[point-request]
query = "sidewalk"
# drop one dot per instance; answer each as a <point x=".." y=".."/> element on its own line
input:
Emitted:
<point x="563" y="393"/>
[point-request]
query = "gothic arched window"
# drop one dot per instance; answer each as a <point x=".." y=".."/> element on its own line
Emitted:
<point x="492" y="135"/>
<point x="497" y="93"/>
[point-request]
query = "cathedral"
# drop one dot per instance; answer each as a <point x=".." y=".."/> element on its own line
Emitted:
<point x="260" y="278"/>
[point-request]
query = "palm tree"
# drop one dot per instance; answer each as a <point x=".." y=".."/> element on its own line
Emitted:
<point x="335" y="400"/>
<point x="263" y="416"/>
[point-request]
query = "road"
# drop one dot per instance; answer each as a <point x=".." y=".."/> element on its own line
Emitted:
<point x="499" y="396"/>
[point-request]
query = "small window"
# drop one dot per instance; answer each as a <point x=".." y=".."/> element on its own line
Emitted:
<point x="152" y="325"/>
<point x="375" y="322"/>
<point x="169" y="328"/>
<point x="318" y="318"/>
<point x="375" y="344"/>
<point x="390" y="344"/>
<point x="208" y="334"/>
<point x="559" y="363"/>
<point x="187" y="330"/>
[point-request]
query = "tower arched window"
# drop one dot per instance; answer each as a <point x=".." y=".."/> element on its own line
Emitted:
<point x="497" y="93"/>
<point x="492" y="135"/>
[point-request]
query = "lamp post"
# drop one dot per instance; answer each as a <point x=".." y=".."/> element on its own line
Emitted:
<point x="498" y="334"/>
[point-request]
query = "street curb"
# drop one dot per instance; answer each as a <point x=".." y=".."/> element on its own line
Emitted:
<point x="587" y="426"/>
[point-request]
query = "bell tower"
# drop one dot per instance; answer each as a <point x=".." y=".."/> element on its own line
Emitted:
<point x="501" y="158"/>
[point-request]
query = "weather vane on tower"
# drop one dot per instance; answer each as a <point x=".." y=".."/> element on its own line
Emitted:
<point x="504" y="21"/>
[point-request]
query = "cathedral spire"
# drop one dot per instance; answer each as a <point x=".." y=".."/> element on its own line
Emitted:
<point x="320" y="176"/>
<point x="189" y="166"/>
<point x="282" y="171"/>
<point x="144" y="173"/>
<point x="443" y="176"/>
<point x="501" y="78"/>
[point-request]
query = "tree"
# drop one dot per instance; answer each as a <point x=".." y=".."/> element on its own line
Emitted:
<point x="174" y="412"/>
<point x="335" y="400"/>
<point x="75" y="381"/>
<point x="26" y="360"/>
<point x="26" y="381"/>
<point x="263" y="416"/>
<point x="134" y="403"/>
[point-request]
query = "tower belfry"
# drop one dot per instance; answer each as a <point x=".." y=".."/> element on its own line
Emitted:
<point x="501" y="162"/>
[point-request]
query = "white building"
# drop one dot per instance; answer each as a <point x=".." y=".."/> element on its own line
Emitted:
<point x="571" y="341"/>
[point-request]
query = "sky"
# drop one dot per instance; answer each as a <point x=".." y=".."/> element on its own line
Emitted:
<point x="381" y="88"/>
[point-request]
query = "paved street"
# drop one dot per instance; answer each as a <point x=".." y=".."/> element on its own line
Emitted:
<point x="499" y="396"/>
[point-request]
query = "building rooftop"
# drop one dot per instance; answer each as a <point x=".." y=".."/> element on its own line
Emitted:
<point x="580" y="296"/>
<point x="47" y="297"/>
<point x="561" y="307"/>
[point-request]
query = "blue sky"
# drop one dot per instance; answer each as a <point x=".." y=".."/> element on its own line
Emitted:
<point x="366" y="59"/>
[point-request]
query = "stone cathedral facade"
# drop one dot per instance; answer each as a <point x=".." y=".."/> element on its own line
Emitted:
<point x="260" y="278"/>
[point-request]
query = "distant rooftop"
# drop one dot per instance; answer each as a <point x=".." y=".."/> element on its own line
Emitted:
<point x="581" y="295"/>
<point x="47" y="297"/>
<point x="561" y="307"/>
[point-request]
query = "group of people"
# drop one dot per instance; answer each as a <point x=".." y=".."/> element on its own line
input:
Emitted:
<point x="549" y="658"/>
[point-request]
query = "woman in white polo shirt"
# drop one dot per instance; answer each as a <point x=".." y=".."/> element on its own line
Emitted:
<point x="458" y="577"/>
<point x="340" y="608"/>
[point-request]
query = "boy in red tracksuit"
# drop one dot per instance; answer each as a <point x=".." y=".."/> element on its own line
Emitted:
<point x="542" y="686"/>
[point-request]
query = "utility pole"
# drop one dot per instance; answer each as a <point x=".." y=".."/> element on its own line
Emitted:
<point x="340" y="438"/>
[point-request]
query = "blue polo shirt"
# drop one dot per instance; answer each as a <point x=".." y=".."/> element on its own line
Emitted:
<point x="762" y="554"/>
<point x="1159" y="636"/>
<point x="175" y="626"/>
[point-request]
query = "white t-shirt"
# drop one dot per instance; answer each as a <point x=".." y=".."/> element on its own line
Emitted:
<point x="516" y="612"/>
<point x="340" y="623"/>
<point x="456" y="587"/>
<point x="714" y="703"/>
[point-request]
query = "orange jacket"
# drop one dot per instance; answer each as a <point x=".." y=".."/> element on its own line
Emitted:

--------------------

Aim:
Reproduce all of the data exactly as given.

Answer to the problem:
[point-request]
query = "sidewalk"
# drop one dot per instance; answer each as a <point x=".." y=".."/> element on its own line
input:
Emitted:
<point x="563" y="393"/>
[point-request]
query = "gothic arched window"
# drop one dot per instance; answer each as a <point x=".." y=".."/> element on its own line
Emitted:
<point x="492" y="135"/>
<point x="497" y="93"/>
[point-request]
query = "cathedral"
# drop one dot per instance; answer each as a <point x=".." y=".."/> element on its own line
Emitted:
<point x="260" y="278"/>
[point-request]
query = "palm tree"
# drop one dot per instance; answer each as a <point x=".." y=".."/> element on its own line
Emitted:
<point x="335" y="400"/>
<point x="263" y="416"/>
[point-request]
query = "road"
# drop one dot per instance; answer each as a <point x=".." y=".."/> element on its own line
Emitted:
<point x="499" y="396"/>
[point-request]
query = "small window"
# drop one dot per instance; answer each as a <point x=".." y=".."/> element on its own line
Emitted:
<point x="152" y="325"/>
<point x="375" y="322"/>
<point x="169" y="328"/>
<point x="318" y="318"/>
<point x="375" y="344"/>
<point x="390" y="344"/>
<point x="208" y="334"/>
<point x="559" y="363"/>
<point x="187" y="330"/>
[point-request]
query = "tower arched window"
# drop one dot per instance; answer each as a <point x=".." y=".."/> element on its own line
Emitted:
<point x="497" y="93"/>
<point x="492" y="135"/>
[point-request]
query = "lamp post"
# drop one dot per instance; answer each as a <point x=".." y=".."/> element on its own line
Emitted:
<point x="498" y="334"/>
[point-request]
query = "street curb"
# drop one dot per instance; answer each as a <point x=".." y=".."/> element on its own line
Emitted:
<point x="587" y="426"/>
[point-request]
query = "bell tower"
# drop one dot per instance; answer each as a <point x=".." y=".."/> element on its own line
Emitted:
<point x="501" y="158"/>
[point-request]
query = "weather vane on tower"
# drop one dot per instance; answer each as a <point x=".." y=".."/> element on its own line
Emitted:
<point x="504" y="21"/>
[point-request]
query = "cathedral spire"
# drop one dot per instance; answer each as a <point x=".." y=".."/> element on its own line
Emitted:
<point x="320" y="176"/>
<point x="189" y="166"/>
<point x="282" y="171"/>
<point x="144" y="173"/>
<point x="443" y="176"/>
<point x="501" y="78"/>
[point-request]
query = "tree"
# drop one dot per instance; answer each as a <point x=".." y=".."/> element on its own line
Emitted:
<point x="174" y="412"/>
<point x="335" y="400"/>
<point x="75" y="381"/>
<point x="26" y="360"/>
<point x="26" y="381"/>
<point x="263" y="416"/>
<point x="134" y="403"/>
[point-request]
query = "tower belfry"
# drop one dot per instance; answer each as a <point x=".." y=".."/> element on its own line
Emitted:
<point x="501" y="162"/>
[point-request]
query = "white building"
# drop one dot per instance; answer each as a <point x=".." y=".."/> element on its own line
Emitted:
<point x="571" y="341"/>
[point-request]
query = "sky"
# drop one dot per instance; answer each as a <point x=".." y=".."/> element on its own line
Emitted:
<point x="381" y="88"/>
[point-request]
query = "paved street"
# drop one dot per instance; answer each as a <point x=".." y=".."/> element on its own line
Emitted:
<point x="499" y="396"/>
[point-request]
query = "building rooftop"
# drop one dot per instance; answer each as a <point x=".." y=".."/> element on its own line
Emitted:
<point x="580" y="296"/>
<point x="47" y="297"/>
<point x="561" y="307"/>
[point-request]
query = "blue sky"
# drop one dot per instance; answer each as a <point x=".." y=".."/> element on its own line
Emitted:
<point x="366" y="59"/>
[point-request]
query = "stone cathedral facade"
# drop one dot per instance; answer each as a <point x=".." y=".."/> element on its own line
Emitted:
<point x="260" y="278"/>
[point-request]
query = "distant rooftop"
# drop one dot per instance; answer each as a <point x=".." y=".."/> element on its own line
Emitted:
<point x="581" y="295"/>
<point x="47" y="297"/>
<point x="561" y="307"/>
[point-request]
query = "group of people"
# drop one dot per instance; answer each as a <point x=".." y=".."/> element on its own line
input:
Emitted:
<point x="549" y="658"/>
[point-request]
query = "woman in white polo shirt"
# drop one dot per instance; answer each as a <point x=".." y=".."/> element on its own line
Emitted:
<point x="458" y="577"/>
<point x="340" y="608"/>
[point-request]
query = "boy in red tracksuit"
# drop one dot per instance; answer each as a <point x=".." y=".."/> element on its own line
Emitted:
<point x="542" y="686"/>
[point-request]
query = "utility pole"
# drop one dot per instance; answer each as a <point x=".." y=".."/> element on its own line
Emitted:
<point x="340" y="438"/>
[point-request]
query = "blue polo shirt"
# drop one dot per instance; answer each as a <point x=".." y=".."/> element on its own line
Emitted:
<point x="762" y="554"/>
<point x="1159" y="636"/>
<point x="175" y="626"/>
[point-request]
query = "white t-shirt"
# drop one dot per instance; answer each as a <point x=".." y=".."/> element on its own line
Emitted:
<point x="516" y="612"/>
<point x="340" y="623"/>
<point x="456" y="587"/>
<point x="714" y="703"/>
[point-request]
query = "orange jacket"
# drop one dot per instance; answer each as a <point x=".." y=".."/> element on its own line
Emitted:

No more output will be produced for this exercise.